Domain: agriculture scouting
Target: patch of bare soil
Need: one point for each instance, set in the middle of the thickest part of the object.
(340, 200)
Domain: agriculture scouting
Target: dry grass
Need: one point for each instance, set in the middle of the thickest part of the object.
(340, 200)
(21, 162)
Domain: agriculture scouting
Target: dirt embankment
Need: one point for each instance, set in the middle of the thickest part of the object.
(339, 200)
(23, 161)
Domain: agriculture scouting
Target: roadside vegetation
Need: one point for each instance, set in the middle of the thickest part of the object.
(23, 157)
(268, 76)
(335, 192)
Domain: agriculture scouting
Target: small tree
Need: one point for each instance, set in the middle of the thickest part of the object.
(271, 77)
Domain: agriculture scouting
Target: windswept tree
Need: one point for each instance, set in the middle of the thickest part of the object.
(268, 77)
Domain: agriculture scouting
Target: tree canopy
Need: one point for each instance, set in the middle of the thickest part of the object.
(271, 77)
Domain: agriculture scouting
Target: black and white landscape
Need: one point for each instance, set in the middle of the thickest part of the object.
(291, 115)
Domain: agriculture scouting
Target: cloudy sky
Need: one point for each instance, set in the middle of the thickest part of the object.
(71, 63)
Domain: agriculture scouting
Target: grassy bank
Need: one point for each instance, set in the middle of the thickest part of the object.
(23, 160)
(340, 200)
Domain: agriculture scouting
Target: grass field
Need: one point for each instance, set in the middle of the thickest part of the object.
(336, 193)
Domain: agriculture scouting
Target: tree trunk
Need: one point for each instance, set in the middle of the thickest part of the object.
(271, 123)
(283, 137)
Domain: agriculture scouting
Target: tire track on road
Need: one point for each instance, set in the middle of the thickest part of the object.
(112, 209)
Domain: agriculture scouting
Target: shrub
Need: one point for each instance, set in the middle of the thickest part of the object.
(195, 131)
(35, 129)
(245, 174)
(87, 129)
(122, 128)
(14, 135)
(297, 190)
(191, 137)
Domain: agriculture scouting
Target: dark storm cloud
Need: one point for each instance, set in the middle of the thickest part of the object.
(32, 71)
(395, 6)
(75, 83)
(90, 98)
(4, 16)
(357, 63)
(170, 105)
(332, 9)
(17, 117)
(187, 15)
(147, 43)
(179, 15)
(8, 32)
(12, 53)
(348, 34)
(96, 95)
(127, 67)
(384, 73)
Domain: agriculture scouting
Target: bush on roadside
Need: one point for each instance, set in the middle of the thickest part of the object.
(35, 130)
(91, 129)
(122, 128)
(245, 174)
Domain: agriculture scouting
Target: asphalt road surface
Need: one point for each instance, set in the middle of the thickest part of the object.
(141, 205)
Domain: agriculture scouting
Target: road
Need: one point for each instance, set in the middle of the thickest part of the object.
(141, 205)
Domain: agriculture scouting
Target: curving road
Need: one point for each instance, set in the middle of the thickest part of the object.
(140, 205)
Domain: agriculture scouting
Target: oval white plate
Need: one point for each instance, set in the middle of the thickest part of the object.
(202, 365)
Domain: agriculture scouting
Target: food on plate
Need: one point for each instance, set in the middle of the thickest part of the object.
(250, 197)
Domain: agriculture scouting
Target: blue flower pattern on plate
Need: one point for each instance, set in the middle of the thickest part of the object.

▬▬▬▬▬▬

_TASK TO COMPLETE:_ Transcribe, with no changes, the listing above from its first line through the line with "Target: roadside vegetation", including that line, and stop once it is done.

_TASK RESULT:_
Domain: agriculture scouting
Target: patch of bare soil
Need: one point for each instance, set in the middle of the thickest part of the object.
(340, 200)
Domain: agriculture scouting
Target: dry grass
Need: one point for each instance, set in the middle of the thickest part of the object.
(340, 200)
(21, 162)
Domain: agriculture scouting
Target: dirt embankment
Need: one point for each instance, set in the middle of the thickest part of the object.
(339, 200)
(23, 161)
Domain: agriculture scouting
Target: roadside vegetation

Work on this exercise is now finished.